Saved data entries
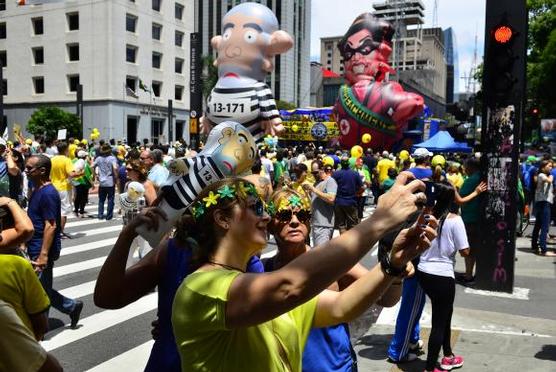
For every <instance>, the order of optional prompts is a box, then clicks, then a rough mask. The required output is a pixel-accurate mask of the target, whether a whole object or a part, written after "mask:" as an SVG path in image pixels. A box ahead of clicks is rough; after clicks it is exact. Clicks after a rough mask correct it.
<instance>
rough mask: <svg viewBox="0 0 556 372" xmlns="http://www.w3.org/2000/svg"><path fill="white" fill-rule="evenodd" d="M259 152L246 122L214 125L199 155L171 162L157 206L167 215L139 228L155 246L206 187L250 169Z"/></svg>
mask: <svg viewBox="0 0 556 372" xmlns="http://www.w3.org/2000/svg"><path fill="white" fill-rule="evenodd" d="M256 154H257V146H256V144H255V140H254V139H253V136H252V135H251V133H249V131H248V130H247V128H245V127H244V126H243V125H241V124H239V123H235V122H232V121H226V122H223V123H221V124H218V125H217V126H215V127H214V128H213V129H212V130H211V131H210V133H209V136H208V138H207V143H206V145H205V147H204V148H203V151H201V152H200V153H199V154H197V156H195V157H194V158H179V159H175V160H173V161H171V162H170V163H169V164H168V169H169V171H170V174H169V176H168V179H167V180H166V182H165V183H164V184H163V185H162V187H161V193H160V194H159V197H158V200H159V202H158V207H159V208H161V209H162V210H164V212H166V215H167V217H168V219H167V220H166V221H163V220H161V221H160V222H159V225H158V229H157V230H156V231H153V230H147V229H146V228H145V227H144V226H143V225H141V226H140V227H138V228H137V232H138V233H139V235H141V236H142V237H143V238H145V240H147V241H148V242H149V244H150V245H151V246H152V247H156V246H157V245H158V243H159V242H160V241H161V240H162V238H163V237H164V234H166V233H167V232H169V231H170V229H171V228H172V226H174V224H175V223H176V221H177V220H178V219H179V217H180V216H181V215H182V214H183V213H184V212H185V210H186V209H187V208H188V207H189V206H190V205H191V203H192V202H193V201H194V200H195V198H196V197H197V195H199V193H200V192H201V191H202V190H203V189H204V188H205V187H207V186H208V185H210V184H212V183H214V182H216V181H218V180H221V179H223V178H225V177H229V176H238V175H242V174H246V173H248V172H250V170H251V166H252V165H253V163H254V161H255V157H256Z"/></svg>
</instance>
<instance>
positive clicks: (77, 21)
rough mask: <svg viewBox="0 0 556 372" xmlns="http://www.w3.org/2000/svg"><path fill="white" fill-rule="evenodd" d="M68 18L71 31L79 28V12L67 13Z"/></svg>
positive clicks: (68, 26)
mask: <svg viewBox="0 0 556 372" xmlns="http://www.w3.org/2000/svg"><path fill="white" fill-rule="evenodd" d="M66 19H67V21H68V30H69V31H75V30H79V13H67V14H66Z"/></svg>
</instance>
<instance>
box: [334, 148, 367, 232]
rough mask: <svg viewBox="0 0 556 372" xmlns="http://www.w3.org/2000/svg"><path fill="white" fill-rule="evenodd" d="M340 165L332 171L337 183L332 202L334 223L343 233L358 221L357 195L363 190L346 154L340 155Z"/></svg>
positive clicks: (358, 220)
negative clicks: (338, 167)
mask: <svg viewBox="0 0 556 372" xmlns="http://www.w3.org/2000/svg"><path fill="white" fill-rule="evenodd" d="M340 165H341V167H342V168H341V169H340V170H337V171H336V172H334V174H333V175H332V178H334V180H335V181H336V183H337V184H338V191H337V192H336V199H335V202H334V214H335V217H336V225H337V226H338V229H339V230H340V234H343V233H344V232H346V231H347V230H349V229H351V228H352V227H353V226H355V225H357V224H358V223H359V216H358V214H357V196H358V195H360V194H361V192H363V181H362V180H361V177H360V176H359V173H357V172H355V171H354V170H352V169H350V167H349V157H348V156H347V155H343V156H342V158H341V159H340Z"/></svg>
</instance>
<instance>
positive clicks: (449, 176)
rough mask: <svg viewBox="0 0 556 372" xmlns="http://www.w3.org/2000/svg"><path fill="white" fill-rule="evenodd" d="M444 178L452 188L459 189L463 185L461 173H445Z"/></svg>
mask: <svg viewBox="0 0 556 372" xmlns="http://www.w3.org/2000/svg"><path fill="white" fill-rule="evenodd" d="M446 178H447V179H448V181H449V182H450V183H451V184H452V185H453V186H454V187H456V188H458V189H461V186H462V185H463V176H462V175H461V173H454V174H450V173H447V174H446Z"/></svg>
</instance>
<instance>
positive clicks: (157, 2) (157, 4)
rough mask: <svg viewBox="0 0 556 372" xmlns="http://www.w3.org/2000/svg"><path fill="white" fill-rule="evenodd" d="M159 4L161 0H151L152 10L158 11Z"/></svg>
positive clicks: (159, 10) (161, 2)
mask: <svg viewBox="0 0 556 372" xmlns="http://www.w3.org/2000/svg"><path fill="white" fill-rule="evenodd" d="M161 4H162V0H153V10H156V11H157V12H160V6H161Z"/></svg>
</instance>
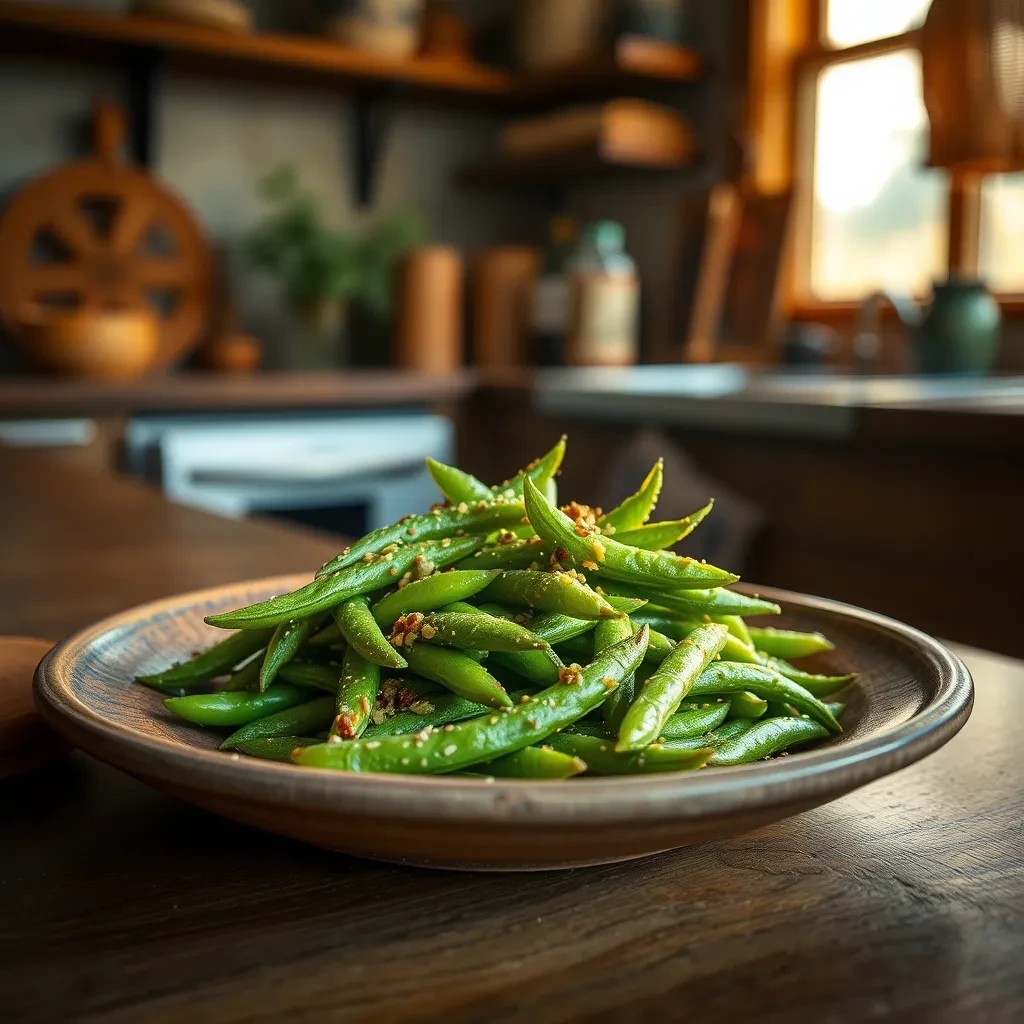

▶ Instructions to follow
Transcribe the material from its beginning through the line that contains "152L246 122L214 125L199", including that line. Leave the pictures out of your copy.

▶ Task answer
For every <instance>, the order of optional prompts is a box, then clicks, then a rough mask. The required output is a pixel-accurate mask of the target, whether a whole object or a part, written after "mask:" as an SVG path in image pixels. A box ahead of clicks is rough; after clicks it is exact. Clicks after a rough mask correct it.
<instance>
rough mask: <svg viewBox="0 0 556 372" xmlns="http://www.w3.org/2000/svg"><path fill="white" fill-rule="evenodd" d="M259 152L246 122L214 125L199 155L171 162L157 206L167 215L139 228L155 246L206 187L250 169Z"/></svg>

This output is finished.